### Source text ###

My third suggestion is that any Bill starting in your Lordships' House should always go via a Select Committee. We could pilot this. These are Bills that have not been in the Commons. We are not revising them. We kid ourselves, but we are not revising Bills that start here. We need some evidence before we start our process, and the Select Committee is the route to this.

I will give two examples of Bills that I was involved in, and which were not my day job. When I was at the Home Office, the Police Reform Bill in 2001 started in this House, as did the Climate Change Bill. In both cases, it would have benefited our debates and deliberations if we had had more evidence. We did not have the evidence from debates in the other place.

I suggest also that for Bills that come from the Commons, we should decline to take any amendments on Third Reading. This avenue leads to a slipshod approach to legislation. When I was a Minister and there were arguments in departments, I would so often hear somebody say, "Oh, don't worry, we can leave it until the last stage in the Lords". That is a route to slipshod, last-minute legislation that later turns out not to do what we intended. I think that we could pilot a Bill on advice from parliamentary counsel, which is, after all, responsible for the drafting in the first place. That would give parliamentary counsel more influence in obtaining clear policy direction from Ministers, because the root cause of the problem is that the policy directions are not clear. If, for Bills coming from the Commons, we declined to take amendments at Third Reading, that would be a catalyst for change: this would be a second Chamber with slightly fewer but more targeted opportunities for amendments, which I think would send a wake-up call to Whitehall.

### Recorded data ###

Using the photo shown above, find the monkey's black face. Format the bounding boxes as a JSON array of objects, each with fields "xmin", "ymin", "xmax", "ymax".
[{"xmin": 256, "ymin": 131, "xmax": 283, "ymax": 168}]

###

To-do list:
1. Do these statements agree with the House of Lords speech? Answer yes or no for each and quote the words of the speech that decide it.
(a) The Police Reform Bill began in the House of Lords.
(b) The speaker proposes accepting more amendments at Third Reading for Bills that come from the Commons.
(c) The speaker describes parliamentary counsel as responsible for drafting.
2. Please list every sentence in the House of Lords speech that begins with the word "We".

Completed exercise:
1.
(a) Yes: "the Police Reform Bill in 2001 started in this House"
(b) No: "we should decline to take any amendments on Third Reading"
(c) Yes: "which is, after all, responsible for the drafting in the first place"

2.
We could pilot this.
We are not revising them.
We kid ourselves, but we are not revising Bills that start here.
We need some evidence before we start our process, and the Select Committee is the route to this.
We did not have the evidence from debates in the other place.